» WORK REQUIRED: Locate each of the lines below that contains the word "foliage", and copy every such line in full.

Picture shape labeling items
::::::::

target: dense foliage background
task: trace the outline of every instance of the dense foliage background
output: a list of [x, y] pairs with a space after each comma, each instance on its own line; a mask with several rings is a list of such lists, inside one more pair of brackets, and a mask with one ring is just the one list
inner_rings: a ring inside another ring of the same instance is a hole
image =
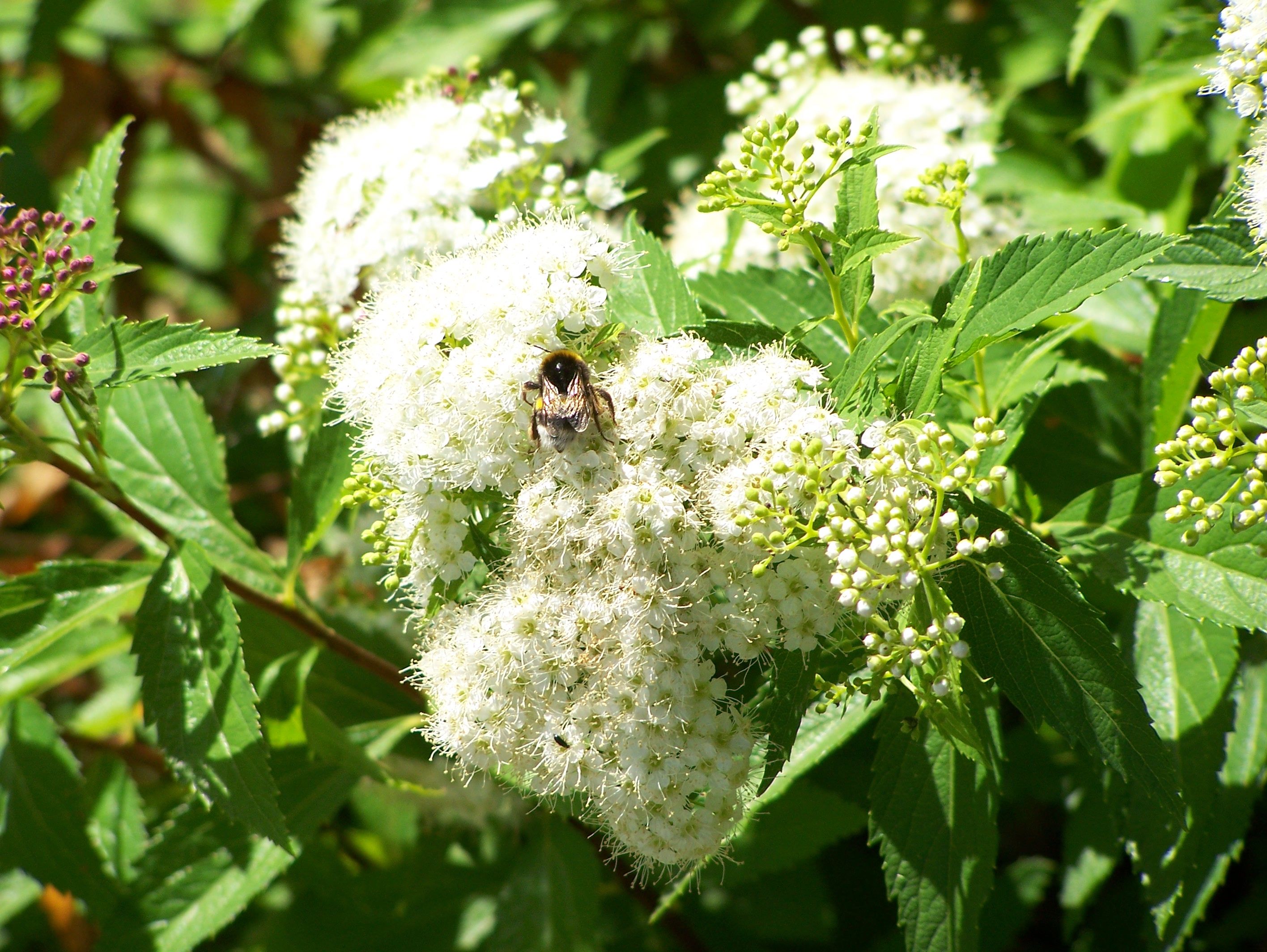
[[[0, 191], [22, 207], [58, 207], [94, 146], [132, 117], [118, 177], [118, 259], [141, 269], [115, 279], [114, 312], [267, 338], [277, 289], [271, 250], [308, 146], [324, 123], [392, 95], [408, 77], [476, 55], [533, 80], [540, 101], [573, 129], [568, 157], [641, 189], [632, 204], [658, 231], [666, 204], [712, 167], [732, 128], [723, 86], [755, 53], [808, 24], [878, 23], [922, 28], [990, 91], [1010, 148], [982, 186], [1021, 196], [1039, 227], [1183, 231], [1209, 213], [1244, 145], [1243, 120], [1221, 99], [1195, 95], [1220, 5], [1085, 6], [1104, 18], [1098, 29], [1088, 29], [1098, 16], [1082, 18], [1082, 39], [1092, 39], [1077, 44], [1085, 60], [1071, 70], [1079, 18], [1072, 0], [8, 0], [0, 122], [11, 152], [0, 160]], [[1142, 360], [1156, 304], [1142, 286], [1120, 285], [1086, 311], [1097, 335], [1071, 346], [1098, 379], [1044, 397], [1038, 426], [1012, 459], [1040, 525], [1079, 493], [1144, 466], [1154, 434], [1136, 394], [1149, 373]], [[1206, 342], [1207, 356], [1226, 364], [1264, 331], [1263, 308], [1238, 303]], [[233, 515], [285, 558], [288, 446], [281, 434], [261, 437], [256, 427], [275, 383], [267, 363], [190, 380], [224, 439]], [[0, 570], [10, 576], [47, 559], [122, 559], [147, 545], [51, 466], [10, 469], [0, 502]], [[352, 536], [336, 529], [305, 563], [303, 584], [341, 631], [404, 667], [411, 645], [400, 619], [384, 608], [352, 549]], [[1081, 581], [1129, 639], [1133, 602], [1095, 577]], [[239, 614], [266, 719], [295, 716], [285, 683], [298, 678], [323, 716], [359, 725], [360, 734], [346, 737], [371, 752], [393, 749], [386, 769], [376, 762], [357, 769], [346, 752], [338, 769], [324, 769], [302, 754], [289, 763], [275, 743], [281, 804], [291, 832], [307, 837], [298, 858], [199, 807], [167, 813], [181, 787], [147, 743], [125, 622], [87, 626], [73, 650], [0, 676], [0, 705], [38, 697], [82, 763], [85, 778], [72, 786], [81, 787], [92, 835], [111, 844], [119, 877], [156, 877], [142, 918], [184, 917], [180, 929], [147, 933], [151, 944], [133, 936], [120, 948], [185, 949], [212, 933], [200, 947], [902, 948], [881, 854], [867, 844], [870, 731], [801, 778], [745, 833], [739, 862], [706, 870], [698, 889], [651, 925], [647, 908], [672, 884], [635, 881], [583, 828], [492, 783], [447, 782], [407, 734], [417, 706], [405, 693], [329, 653], [304, 682], [295, 668], [313, 663], [308, 643], [250, 605]], [[313, 724], [304, 726], [313, 737]], [[1109, 782], [1101, 796], [1100, 764], [1006, 704], [1002, 726], [1009, 769], [982, 948], [1143, 948], [1143, 887], [1104, 806], [1121, 791]], [[47, 768], [9, 767], [30, 776]], [[61, 796], [52, 787], [47, 795]], [[63, 813], [51, 816], [66, 823], [81, 810], [56, 806]], [[169, 867], [132, 868], [139, 852], [127, 838], [143, 833], [142, 818], [163, 816], [175, 844], [162, 859]], [[86, 949], [94, 929], [65, 895], [0, 872], [0, 947]], [[1259, 804], [1191, 947], [1267, 948], [1264, 937]]]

::::::::

» COMPLETE OUTPUT:
target: dense foliage background
task: trace the outline of every instance of the dense foliage background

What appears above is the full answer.